• Required task
Render each line of the data below as a row in a Markdown table with two columns, Row for the row number and Line for the line itself, skipping blank lines. Leave the pictures out.

---

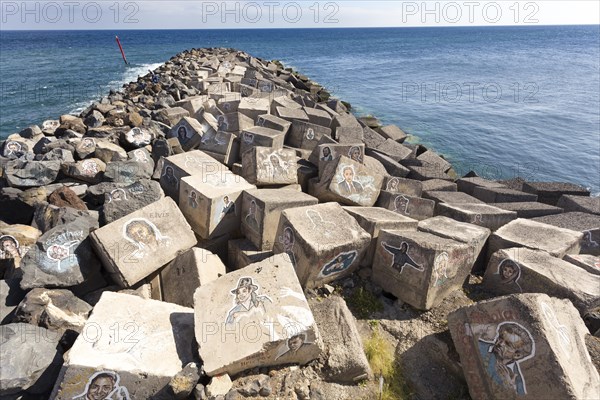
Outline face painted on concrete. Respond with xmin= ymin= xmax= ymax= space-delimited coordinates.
xmin=87 ymin=376 xmax=115 ymax=400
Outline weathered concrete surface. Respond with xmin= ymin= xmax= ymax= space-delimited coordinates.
xmin=0 ymin=323 xmax=62 ymax=399
xmin=90 ymin=197 xmax=197 ymax=287
xmin=343 ymin=207 xmax=418 ymax=267
xmin=317 ymin=156 xmax=383 ymax=207
xmin=241 ymin=189 xmax=319 ymax=251
xmin=160 ymin=150 xmax=227 ymax=201
xmin=179 ymin=171 xmax=256 ymax=239
xmin=492 ymin=201 xmax=563 ymax=218
xmin=489 ymin=218 xmax=583 ymax=258
xmin=523 ymin=182 xmax=590 ymax=206
xmin=227 ymin=239 xmax=273 ymax=270
xmin=160 ymin=247 xmax=227 ymax=308
xmin=448 ymin=294 xmax=600 ymax=400
xmin=310 ymin=296 xmax=373 ymax=384
xmin=473 ymin=186 xmax=537 ymax=203
xmin=533 ymin=212 xmax=600 ymax=256
xmin=483 ymin=248 xmax=600 ymax=315
xmin=242 ymin=147 xmax=298 ymax=186
xmin=377 ymin=191 xmax=435 ymax=221
xmin=556 ymin=195 xmax=600 ymax=215
xmin=417 ymin=216 xmax=492 ymax=269
xmin=372 ymin=230 xmax=474 ymax=310
xmin=436 ymin=203 xmax=517 ymax=231
xmin=194 ymin=255 xmax=323 ymax=376
xmin=563 ymin=254 xmax=600 ymax=275
xmin=54 ymin=292 xmax=197 ymax=399
xmin=273 ymin=203 xmax=371 ymax=288
xmin=21 ymin=219 xmax=100 ymax=289
xmin=456 ymin=177 xmax=505 ymax=196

---

• Reply
| Row | Line |
|---|---|
| 1 | Outline face painted on concrete. Respond with xmin= ymin= xmax= ymax= space-delimited coordinates. |
| 2 | xmin=87 ymin=376 xmax=115 ymax=400 |
| 3 | Outline weathered concrete surface. Respond with xmin= ymin= xmax= ymax= space-delimited coordinates. |
| 4 | xmin=0 ymin=323 xmax=62 ymax=399 |
| 5 | xmin=90 ymin=197 xmax=197 ymax=287 |
| 6 | xmin=343 ymin=207 xmax=418 ymax=267 |
| 7 | xmin=317 ymin=156 xmax=383 ymax=207 |
| 8 | xmin=241 ymin=189 xmax=319 ymax=251 |
| 9 | xmin=160 ymin=150 xmax=227 ymax=201 |
| 10 | xmin=179 ymin=171 xmax=256 ymax=239 |
| 11 | xmin=492 ymin=201 xmax=563 ymax=218 |
| 12 | xmin=489 ymin=218 xmax=583 ymax=258 |
| 13 | xmin=523 ymin=182 xmax=590 ymax=206 |
| 14 | xmin=227 ymin=239 xmax=273 ymax=270 |
| 15 | xmin=160 ymin=247 xmax=227 ymax=308 |
| 16 | xmin=448 ymin=294 xmax=600 ymax=400 |
| 17 | xmin=310 ymin=296 xmax=373 ymax=384 |
| 18 | xmin=473 ymin=186 xmax=537 ymax=203 |
| 19 | xmin=533 ymin=212 xmax=600 ymax=256 |
| 20 | xmin=483 ymin=248 xmax=600 ymax=315 |
| 21 | xmin=242 ymin=147 xmax=298 ymax=186 |
| 22 | xmin=377 ymin=191 xmax=435 ymax=221 |
| 23 | xmin=556 ymin=195 xmax=600 ymax=215 |
| 24 | xmin=417 ymin=216 xmax=492 ymax=269 |
| 25 | xmin=372 ymin=230 xmax=474 ymax=310 |
| 26 | xmin=436 ymin=203 xmax=517 ymax=231 |
| 27 | xmin=194 ymin=255 xmax=323 ymax=376 |
| 28 | xmin=563 ymin=254 xmax=600 ymax=275 |
| 29 | xmin=54 ymin=292 xmax=197 ymax=399 |
| 30 | xmin=273 ymin=203 xmax=371 ymax=288 |
| 31 | xmin=21 ymin=219 xmax=100 ymax=289 |
| 32 | xmin=456 ymin=177 xmax=505 ymax=196 |